[Data for this exercise]

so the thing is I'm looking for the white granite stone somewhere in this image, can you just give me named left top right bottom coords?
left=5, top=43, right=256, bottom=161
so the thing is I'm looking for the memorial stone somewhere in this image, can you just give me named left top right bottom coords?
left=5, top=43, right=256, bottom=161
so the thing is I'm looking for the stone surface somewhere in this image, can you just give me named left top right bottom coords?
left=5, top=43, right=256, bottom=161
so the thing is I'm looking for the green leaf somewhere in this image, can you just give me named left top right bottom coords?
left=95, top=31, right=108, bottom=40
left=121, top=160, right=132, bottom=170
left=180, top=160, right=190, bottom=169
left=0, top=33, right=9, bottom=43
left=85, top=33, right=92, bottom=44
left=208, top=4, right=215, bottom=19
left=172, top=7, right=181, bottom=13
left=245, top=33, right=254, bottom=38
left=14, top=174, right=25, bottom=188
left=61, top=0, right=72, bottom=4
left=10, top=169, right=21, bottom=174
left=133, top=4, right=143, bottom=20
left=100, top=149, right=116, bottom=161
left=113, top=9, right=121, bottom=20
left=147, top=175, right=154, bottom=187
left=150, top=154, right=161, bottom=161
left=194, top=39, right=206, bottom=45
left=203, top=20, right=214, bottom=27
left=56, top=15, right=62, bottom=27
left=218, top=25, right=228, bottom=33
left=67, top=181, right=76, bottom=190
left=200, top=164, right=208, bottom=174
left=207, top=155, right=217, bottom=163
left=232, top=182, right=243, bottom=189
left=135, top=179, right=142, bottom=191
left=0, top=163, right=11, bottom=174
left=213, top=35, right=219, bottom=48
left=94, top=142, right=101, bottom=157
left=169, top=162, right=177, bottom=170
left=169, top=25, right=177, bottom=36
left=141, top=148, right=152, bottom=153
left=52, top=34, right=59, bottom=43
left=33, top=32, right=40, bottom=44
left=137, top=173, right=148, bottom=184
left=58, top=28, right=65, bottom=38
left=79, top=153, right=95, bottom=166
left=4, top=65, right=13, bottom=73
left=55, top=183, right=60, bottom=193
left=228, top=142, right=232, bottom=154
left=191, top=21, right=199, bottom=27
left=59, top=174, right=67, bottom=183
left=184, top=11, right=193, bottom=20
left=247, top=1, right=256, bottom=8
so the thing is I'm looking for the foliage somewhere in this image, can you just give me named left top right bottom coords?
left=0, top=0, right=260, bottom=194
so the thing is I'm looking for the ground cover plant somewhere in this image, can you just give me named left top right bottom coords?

[/Data for this exercise]

Work order: Reproduce every line of the data verbatim.

Solution:
so the thing is I'm looking for the white granite stone somewhere in this image, can you just give me named left top right bottom coords?
left=5, top=43, right=256, bottom=161
so the thing is I'm looking for the memorial stone somewhere in this image, can you just give me named left top right bottom coords?
left=5, top=43, right=256, bottom=161
so the thing is I'm looking for the stone surface somewhere in this image, can you just give me named left top right bottom coords?
left=5, top=43, right=256, bottom=161
so the thing is I'm looking for the green leaf somewhere in this image, can you just give me named left top right bottom coords?
left=95, top=31, right=108, bottom=40
left=121, top=160, right=132, bottom=170
left=180, top=160, right=190, bottom=169
left=0, top=33, right=9, bottom=43
left=85, top=33, right=92, bottom=44
left=208, top=4, right=215, bottom=19
left=172, top=7, right=181, bottom=13
left=245, top=33, right=254, bottom=38
left=14, top=174, right=25, bottom=188
left=61, top=0, right=72, bottom=4
left=10, top=169, right=21, bottom=174
left=133, top=4, right=143, bottom=20
left=100, top=149, right=116, bottom=161
left=113, top=9, right=121, bottom=20
left=147, top=175, right=154, bottom=187
left=150, top=154, right=161, bottom=161
left=194, top=39, right=206, bottom=45
left=203, top=20, right=214, bottom=27
left=56, top=15, right=62, bottom=27
left=218, top=25, right=228, bottom=33
left=67, top=181, right=76, bottom=190
left=200, top=164, right=208, bottom=174
left=207, top=155, right=217, bottom=163
left=232, top=182, right=243, bottom=189
left=135, top=179, right=142, bottom=191
left=0, top=163, right=11, bottom=174
left=213, top=35, right=219, bottom=48
left=94, top=142, right=101, bottom=157
left=169, top=162, right=177, bottom=170
left=169, top=25, right=177, bottom=36
left=141, top=148, right=152, bottom=153
left=52, top=34, right=59, bottom=43
left=33, top=32, right=40, bottom=44
left=137, top=173, right=148, bottom=184
left=58, top=28, right=65, bottom=38
left=79, top=153, right=95, bottom=166
left=4, top=65, right=13, bottom=73
left=55, top=183, right=60, bottom=193
left=228, top=142, right=232, bottom=154
left=191, top=21, right=199, bottom=27
left=59, top=174, right=67, bottom=183
left=184, top=11, right=193, bottom=20
left=247, top=1, right=256, bottom=8
so the thing is I'm looking for the foliage somewhere in this image, can you just give me named left top right bottom coords?
left=0, top=0, right=260, bottom=194
so the thing is I'm looking for the ground cover plant somewhere in this image, can you just give me named left top right bottom coords?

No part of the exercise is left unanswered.